(Dataset excerpt)
-=-=-=-=-

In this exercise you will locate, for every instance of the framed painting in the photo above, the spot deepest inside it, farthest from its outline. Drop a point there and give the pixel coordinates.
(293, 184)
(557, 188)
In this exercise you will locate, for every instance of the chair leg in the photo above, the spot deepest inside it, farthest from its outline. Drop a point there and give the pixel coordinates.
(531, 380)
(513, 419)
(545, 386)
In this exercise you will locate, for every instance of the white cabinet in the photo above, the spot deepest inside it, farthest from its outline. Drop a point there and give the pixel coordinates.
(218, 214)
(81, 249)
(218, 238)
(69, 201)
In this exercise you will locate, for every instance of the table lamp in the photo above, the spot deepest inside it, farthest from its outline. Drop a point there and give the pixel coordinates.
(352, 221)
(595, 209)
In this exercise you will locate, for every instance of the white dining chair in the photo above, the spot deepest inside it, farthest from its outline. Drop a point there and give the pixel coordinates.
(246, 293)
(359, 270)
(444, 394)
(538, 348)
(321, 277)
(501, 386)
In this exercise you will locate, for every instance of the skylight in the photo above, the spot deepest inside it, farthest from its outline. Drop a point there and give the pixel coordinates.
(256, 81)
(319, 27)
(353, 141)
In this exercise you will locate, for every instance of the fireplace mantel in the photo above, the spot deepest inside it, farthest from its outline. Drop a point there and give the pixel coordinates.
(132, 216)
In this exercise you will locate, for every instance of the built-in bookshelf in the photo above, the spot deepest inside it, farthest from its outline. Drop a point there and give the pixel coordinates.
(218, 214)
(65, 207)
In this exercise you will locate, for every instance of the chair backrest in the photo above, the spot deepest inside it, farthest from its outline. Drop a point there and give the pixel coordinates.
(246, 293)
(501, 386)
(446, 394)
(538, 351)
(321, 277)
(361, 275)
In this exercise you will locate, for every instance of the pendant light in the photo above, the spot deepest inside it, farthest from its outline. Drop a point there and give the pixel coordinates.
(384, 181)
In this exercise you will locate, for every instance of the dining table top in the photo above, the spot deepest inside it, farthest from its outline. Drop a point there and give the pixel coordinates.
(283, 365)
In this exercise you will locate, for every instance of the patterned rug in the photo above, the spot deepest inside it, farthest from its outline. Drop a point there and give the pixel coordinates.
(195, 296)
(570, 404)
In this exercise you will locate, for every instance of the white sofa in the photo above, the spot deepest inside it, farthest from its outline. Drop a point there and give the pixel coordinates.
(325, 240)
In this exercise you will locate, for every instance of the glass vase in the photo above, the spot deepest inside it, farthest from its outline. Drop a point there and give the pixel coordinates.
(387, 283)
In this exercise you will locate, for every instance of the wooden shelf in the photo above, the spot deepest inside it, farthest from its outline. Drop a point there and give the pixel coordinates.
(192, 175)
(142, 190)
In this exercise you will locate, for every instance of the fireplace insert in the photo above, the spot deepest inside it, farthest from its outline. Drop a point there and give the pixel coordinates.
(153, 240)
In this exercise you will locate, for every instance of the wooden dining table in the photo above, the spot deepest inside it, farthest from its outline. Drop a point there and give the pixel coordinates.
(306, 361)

-=-=-=-=-

* [Problem statement]:
Print, without any change, the part of the records above that opens with the line containing "the fireplace insert" and runs through the end of the records.

* [Exercise output]:
In this exercise you will locate, for every instance of the fireplace insert in the photo above, the spot deepest inside it, farthest from its outline. Drop a point there and give the pixel coordinates.
(153, 240)
In this exercise you will locate, for every instance of the wooden dining table in the photo above, the spot deepest inside it, farthest from its outline. Drop a point there and give the pixel coordinates.
(306, 361)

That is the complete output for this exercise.